━━━━━ DATA ENTRIES

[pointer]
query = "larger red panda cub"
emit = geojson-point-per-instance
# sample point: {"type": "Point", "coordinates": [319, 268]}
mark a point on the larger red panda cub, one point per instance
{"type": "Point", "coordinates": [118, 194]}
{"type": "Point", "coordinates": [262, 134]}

━━━━━━━━━━

__EXERCISE REQUIREMENTS__. Rewrite all of the items above in full, including their requests, and offset every coordinate in the answer points by adding 46 to it.

__RESULT OF THIS TASK__.
[pointer]
query = "larger red panda cub"
emit = geojson-point-per-instance
# sample point: {"type": "Point", "coordinates": [319, 268]}
mark a point on the larger red panda cub, one point per instance
{"type": "Point", "coordinates": [164, 240]}
{"type": "Point", "coordinates": [308, 180]}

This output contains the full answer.